• WORK REQUIRED:
Beginning with the line that mentions "Would you mind pointing out the pale", reproduce every line through the last line of the entries, exactly, and only those.

[[ SUPPLIED DATA, beginning ]]

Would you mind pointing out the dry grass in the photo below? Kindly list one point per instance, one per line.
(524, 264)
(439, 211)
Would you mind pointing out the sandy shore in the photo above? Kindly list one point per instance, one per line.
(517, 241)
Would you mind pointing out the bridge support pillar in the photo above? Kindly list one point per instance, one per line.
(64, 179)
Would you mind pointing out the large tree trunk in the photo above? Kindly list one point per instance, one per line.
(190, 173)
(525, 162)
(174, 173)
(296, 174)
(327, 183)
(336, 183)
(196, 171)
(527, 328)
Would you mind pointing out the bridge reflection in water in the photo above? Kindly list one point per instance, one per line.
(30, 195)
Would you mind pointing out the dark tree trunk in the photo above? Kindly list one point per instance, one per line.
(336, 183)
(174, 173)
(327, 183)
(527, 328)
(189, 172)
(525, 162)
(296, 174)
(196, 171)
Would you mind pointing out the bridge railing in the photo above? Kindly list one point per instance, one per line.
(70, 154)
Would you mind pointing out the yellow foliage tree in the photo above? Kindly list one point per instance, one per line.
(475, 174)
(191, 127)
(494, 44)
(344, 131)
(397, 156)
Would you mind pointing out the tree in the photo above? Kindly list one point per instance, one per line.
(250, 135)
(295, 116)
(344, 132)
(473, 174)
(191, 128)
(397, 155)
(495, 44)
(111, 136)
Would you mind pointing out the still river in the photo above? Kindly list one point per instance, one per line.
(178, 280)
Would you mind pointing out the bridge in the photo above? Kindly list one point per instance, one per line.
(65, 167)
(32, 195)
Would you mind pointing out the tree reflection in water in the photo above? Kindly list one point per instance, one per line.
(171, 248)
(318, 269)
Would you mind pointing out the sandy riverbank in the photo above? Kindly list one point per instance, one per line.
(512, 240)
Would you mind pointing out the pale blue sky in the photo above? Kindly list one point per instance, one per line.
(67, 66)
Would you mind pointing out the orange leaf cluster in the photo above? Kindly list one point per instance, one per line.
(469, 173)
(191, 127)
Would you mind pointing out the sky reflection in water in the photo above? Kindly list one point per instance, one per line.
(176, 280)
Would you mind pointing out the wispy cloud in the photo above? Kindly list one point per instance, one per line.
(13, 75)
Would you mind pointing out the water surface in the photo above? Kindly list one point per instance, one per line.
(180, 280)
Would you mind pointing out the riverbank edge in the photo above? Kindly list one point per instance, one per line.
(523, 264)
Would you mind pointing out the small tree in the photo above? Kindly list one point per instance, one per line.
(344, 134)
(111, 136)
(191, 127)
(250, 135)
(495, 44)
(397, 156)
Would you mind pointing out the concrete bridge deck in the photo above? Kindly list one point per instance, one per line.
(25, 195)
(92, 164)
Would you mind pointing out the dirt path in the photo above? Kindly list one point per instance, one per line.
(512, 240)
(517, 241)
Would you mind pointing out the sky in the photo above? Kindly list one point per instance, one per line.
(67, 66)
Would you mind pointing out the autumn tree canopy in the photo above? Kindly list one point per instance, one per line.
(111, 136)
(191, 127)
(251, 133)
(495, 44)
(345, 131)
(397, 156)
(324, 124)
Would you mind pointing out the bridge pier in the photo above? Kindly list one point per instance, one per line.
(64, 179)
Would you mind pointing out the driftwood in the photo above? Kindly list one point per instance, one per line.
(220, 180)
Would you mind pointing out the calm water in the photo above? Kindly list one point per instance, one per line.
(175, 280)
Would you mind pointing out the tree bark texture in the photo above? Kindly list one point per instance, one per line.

[[ SUPPLIED DATA, end ]]

• FINISHED TASK:
Would you mind pointing out the pale blue sky in the photo above? Kindly list one point per instance, one per line.
(67, 66)
Would you mind pointing out the orange leaf cluster in the photo above? Kindly list one point per instance, one per line.
(469, 173)
(191, 127)
Would you mind pointing out the sky reflection in water in the photo above? Kindly list one point per instance, one per line.
(176, 280)
Would you mind pointing out the wispy cloud in the photo above? Kindly list one point per instance, one per line.
(13, 75)
Would you mind pointing out the water surface in the photo above? Kindly list one point per instance, one per line.
(180, 280)
Would you mind pointing out the riverbank edge in the photo above? Kindly list one point per instance, one per line.
(523, 264)
Would you mind pointing out the small tree in the photo above? Kindly list one point per instance, one per line.
(344, 134)
(111, 136)
(191, 127)
(250, 135)
(495, 44)
(397, 156)
Would you mind pointing out the concrete bridge deck in the photo above? Kindly list one point per instance, one per line.
(25, 195)
(92, 164)
Would you mind pointing out the dirt path in the photo above? Kindly list one point per instance, one per line.
(512, 240)
(517, 241)
Would you mind pointing out the sky in the photo above? Kindly list one point per instance, one per line.
(67, 66)
Would you mind pointing out the autumn tree canopy in the photo above? Kindly list one point per instance, one per line.
(111, 136)
(191, 127)
(251, 133)
(495, 44)
(345, 131)
(397, 156)
(324, 124)
Would you mind pointing out the bridge pier in the photo above? Kindly list one point per instance, one per line.
(64, 179)
Would you mind pointing out the driftwood in the photo above? Kindly list one point per instance, one per line.
(220, 180)
Would you mind pointing out the calm water in the photo above? Kindly list one point per instance, one per line.
(175, 280)
Would you mind pointing out the tree bark texture in the photo above? Kindly list one point per instance, one per line.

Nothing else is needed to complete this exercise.